▶ _Supplied records_:

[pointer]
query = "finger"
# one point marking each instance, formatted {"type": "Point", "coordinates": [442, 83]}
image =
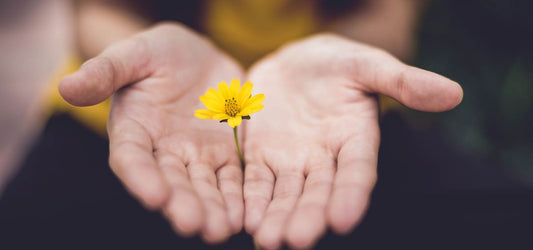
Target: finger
{"type": "Point", "coordinates": [184, 209]}
{"type": "Point", "coordinates": [230, 185]}
{"type": "Point", "coordinates": [354, 180]}
{"type": "Point", "coordinates": [258, 187]}
{"type": "Point", "coordinates": [97, 79]}
{"type": "Point", "coordinates": [131, 159]}
{"type": "Point", "coordinates": [216, 227]}
{"type": "Point", "coordinates": [308, 221]}
{"type": "Point", "coordinates": [416, 88]}
{"type": "Point", "coordinates": [289, 185]}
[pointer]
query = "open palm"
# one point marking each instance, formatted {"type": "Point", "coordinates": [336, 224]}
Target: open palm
{"type": "Point", "coordinates": [311, 154]}
{"type": "Point", "coordinates": [166, 157]}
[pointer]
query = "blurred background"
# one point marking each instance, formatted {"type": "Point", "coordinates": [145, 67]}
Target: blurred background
{"type": "Point", "coordinates": [461, 179]}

▶ _Work to complete_: Using the data above, write out every line exactly, leaving the images behind.

▶ _Solution_:
[pointer]
query = "finger"
# one point marking each instance, formatted {"type": "Point", "coordinates": [442, 83]}
image =
Target: finger
{"type": "Point", "coordinates": [184, 209]}
{"type": "Point", "coordinates": [230, 185]}
{"type": "Point", "coordinates": [354, 180]}
{"type": "Point", "coordinates": [258, 187]}
{"type": "Point", "coordinates": [97, 79]}
{"type": "Point", "coordinates": [131, 159]}
{"type": "Point", "coordinates": [216, 227]}
{"type": "Point", "coordinates": [308, 221]}
{"type": "Point", "coordinates": [416, 88]}
{"type": "Point", "coordinates": [289, 185]}
[pointer]
query = "open palm"
# one point marking each instance, formatted {"type": "Point", "coordinates": [336, 224]}
Target: open palm
{"type": "Point", "coordinates": [311, 154]}
{"type": "Point", "coordinates": [166, 157]}
[pointer]
query = "blurred background"
# one point marking each instance, formatted {"type": "Point", "coordinates": [145, 67]}
Target: blurred background
{"type": "Point", "coordinates": [461, 179]}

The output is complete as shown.